WHAT IS REQUIRED:
Repeat the material in full. Keep every line exactly as it is.

INPUT ROWS:
------------------------------------

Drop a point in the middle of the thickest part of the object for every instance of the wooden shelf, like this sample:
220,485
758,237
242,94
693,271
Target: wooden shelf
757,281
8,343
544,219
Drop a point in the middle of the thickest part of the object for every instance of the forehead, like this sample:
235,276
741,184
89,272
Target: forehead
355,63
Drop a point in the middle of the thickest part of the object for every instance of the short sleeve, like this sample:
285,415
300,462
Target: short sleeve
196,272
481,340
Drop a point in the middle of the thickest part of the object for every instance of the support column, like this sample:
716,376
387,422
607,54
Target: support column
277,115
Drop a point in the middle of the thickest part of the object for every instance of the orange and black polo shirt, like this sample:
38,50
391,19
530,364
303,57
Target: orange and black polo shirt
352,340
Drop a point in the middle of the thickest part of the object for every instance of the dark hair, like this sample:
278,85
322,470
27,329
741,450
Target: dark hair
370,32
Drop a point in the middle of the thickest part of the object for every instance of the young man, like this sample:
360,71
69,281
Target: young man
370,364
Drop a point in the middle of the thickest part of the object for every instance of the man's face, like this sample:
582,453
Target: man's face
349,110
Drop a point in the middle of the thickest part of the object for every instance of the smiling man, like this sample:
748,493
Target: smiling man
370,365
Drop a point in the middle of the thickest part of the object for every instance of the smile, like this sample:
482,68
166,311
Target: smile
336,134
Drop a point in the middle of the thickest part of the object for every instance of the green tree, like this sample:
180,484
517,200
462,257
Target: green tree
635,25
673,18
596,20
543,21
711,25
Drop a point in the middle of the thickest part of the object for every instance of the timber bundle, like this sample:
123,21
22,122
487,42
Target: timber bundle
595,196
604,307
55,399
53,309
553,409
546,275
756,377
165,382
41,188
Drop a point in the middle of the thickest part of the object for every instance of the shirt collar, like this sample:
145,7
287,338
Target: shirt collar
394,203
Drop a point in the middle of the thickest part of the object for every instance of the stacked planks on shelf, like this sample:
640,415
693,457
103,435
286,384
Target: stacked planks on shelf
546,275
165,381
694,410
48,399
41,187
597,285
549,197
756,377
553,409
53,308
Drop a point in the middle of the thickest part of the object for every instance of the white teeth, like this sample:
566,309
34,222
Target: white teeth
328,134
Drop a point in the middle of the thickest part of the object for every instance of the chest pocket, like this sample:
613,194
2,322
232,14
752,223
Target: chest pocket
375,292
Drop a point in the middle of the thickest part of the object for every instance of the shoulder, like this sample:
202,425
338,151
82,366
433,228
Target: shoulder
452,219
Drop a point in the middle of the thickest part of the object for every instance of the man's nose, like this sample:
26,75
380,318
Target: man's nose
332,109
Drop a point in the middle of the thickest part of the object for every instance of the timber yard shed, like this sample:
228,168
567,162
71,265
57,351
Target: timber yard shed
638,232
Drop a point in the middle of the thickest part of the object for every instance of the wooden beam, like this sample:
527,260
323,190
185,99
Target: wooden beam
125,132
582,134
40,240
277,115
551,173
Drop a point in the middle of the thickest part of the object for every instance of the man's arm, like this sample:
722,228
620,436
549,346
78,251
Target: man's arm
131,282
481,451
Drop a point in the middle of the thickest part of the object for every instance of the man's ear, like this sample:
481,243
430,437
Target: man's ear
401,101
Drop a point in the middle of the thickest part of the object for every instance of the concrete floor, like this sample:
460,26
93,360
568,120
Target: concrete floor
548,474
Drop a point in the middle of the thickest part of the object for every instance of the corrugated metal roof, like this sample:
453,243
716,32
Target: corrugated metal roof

------------------------------------

ANSWER BELOW:
Drop a point in the middle of the thickest part of the object for every instance of the wooden shelf, like this sample:
220,485
758,237
242,94
693,271
Target: wooden shelf
757,281
8,343
544,219
Drop a point in the middle of the thickest part of the object for every instance of the forehead, like this sample:
235,276
741,184
89,272
Target: forehead
355,63
Drop a point in the middle of the thickest part of the object for every instance of the short sleeve, like this sample:
285,415
300,462
Target: short sleeve
196,272
481,340
Drop a point in the middle of the thickest part of the object for every instance of the support column, like this sample:
716,376
387,422
607,54
Target: support column
277,115
Drop a point in the middle of the thickest part of the object for every instance of the orange and black polo shirt, like this sample:
38,50
391,19
530,364
303,57
Target: orange and black polo shirt
352,340
Drop a point in the middle of the thickest part of the object for every instance of the dark hair, like this sample:
278,85
322,470
27,329
741,450
Target: dark hair
370,32
Drop a point in the middle of the thickest part of the object for every instance of the young man, like this sample:
360,71
69,281
Target: young man
370,364
Drop a point in the middle of the thickest part of the object for every instance of the man's face, like this sample:
582,453
Target: man's face
349,110
Drop a point in the middle of the thickest part of the object for every instance of the smiling man, like this sample:
748,493
Target: smiling man
370,365
Drop a point in the middle of the thickest part of the object for every instance of the smile, like this sample:
482,68
166,311
Target: smile
336,134
Drop a point in the middle of the thickest part of the object for every instance of the green tree, like this sample:
180,484
517,200
462,257
Target: green tree
635,25
673,18
596,20
543,21
711,25
Drop a point in the middle of the thickest part of the object for every instance of the timber bundle, like this sample:
123,21
22,122
487,42
Target: timber bundle
595,196
604,307
55,399
53,309
553,409
546,275
756,377
165,382
41,188
Drop a point in the middle of the thickest part of the object for every instance of the shirt collar, like this sample:
145,7
287,338
Target: shirt collar
394,203
Drop a point in the middle of the thickest part of the object for every instance of the stacked planks on shelf, like this sample:
640,415
693,457
103,435
286,384
Target: stacked planks on shelf
546,275
165,381
694,410
48,399
41,187
597,285
549,197
756,377
553,409
53,308
Drop a point in the middle of the thickest part of the object for every instance of the white teeth, like this sample:
566,309
34,222
Target: white teeth
328,134
Drop a point in the middle of the thickest part of the object for every instance of the chest pocket, like this sample:
613,194
2,322
232,14
752,223
Target: chest pocket
375,292
Drop a point in the middle of the thickest part of the object for every instance of the shoulder, like this sample:
202,425
338,151
82,366
433,228
Target: shoulder
452,219
Drop a point in the middle of the thickest part of the object for every instance of the man's nose, like this sample:
26,75
380,318
Target: man's nose
332,109
Drop a point in the middle of the thickest part of the object for every instance of the timber yard shed, like this sample:
228,168
567,162
71,265
57,351
Target: timber yard shed
638,232
Drop a point in the middle of the thickest part of the object for every instance of the wooden beam, like this sample:
527,260
323,190
185,99
Target: wooden beam
125,132
582,134
40,240
277,115
551,173
Drop a point in the middle of the thickest part of the object for every instance of the man's arm, like this sample:
722,228
620,436
549,346
78,251
Target: man's arm
131,282
481,451
Drop a point in the middle of the thickest part of the object for every instance of the man's ear, like this sample:
481,243
430,437
Target: man's ear
401,101
Drop a point in the middle of the thickest part of the object for every instance of the concrete floor, like this sample:
460,26
93,360
568,120
Target: concrete floor
548,474
Drop a point in the middle of the thickest part of the object for every instance of the corrugated metal roof, like this sample:
453,243
716,32
Target: corrugated metal roof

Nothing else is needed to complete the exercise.